**WHAT THE TASK REQUIRES**
The whole listing, apart from its images, should be restated word for word.

**TASK MATERIAL**
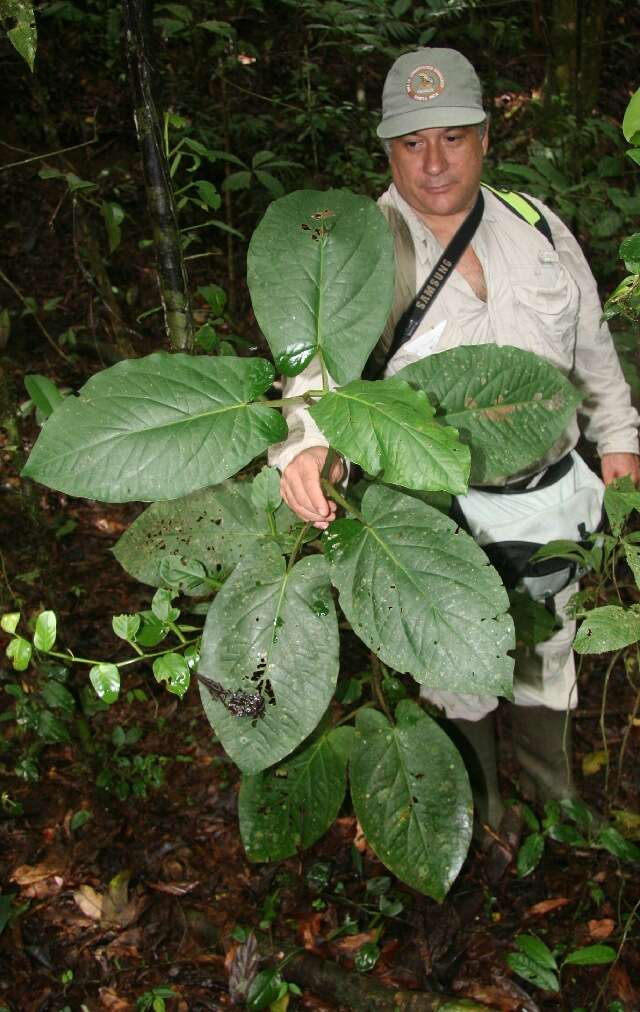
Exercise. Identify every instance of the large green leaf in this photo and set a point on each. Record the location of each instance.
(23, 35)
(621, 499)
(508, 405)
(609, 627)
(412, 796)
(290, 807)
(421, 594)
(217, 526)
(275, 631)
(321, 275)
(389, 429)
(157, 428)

**RESPONSE AREA**
Exercise. Identify every instance of the large green leaf in this photo and set a point on each. Record the location of each instance.
(23, 35)
(621, 499)
(508, 405)
(609, 627)
(412, 796)
(290, 807)
(421, 594)
(217, 526)
(275, 631)
(321, 275)
(389, 429)
(157, 428)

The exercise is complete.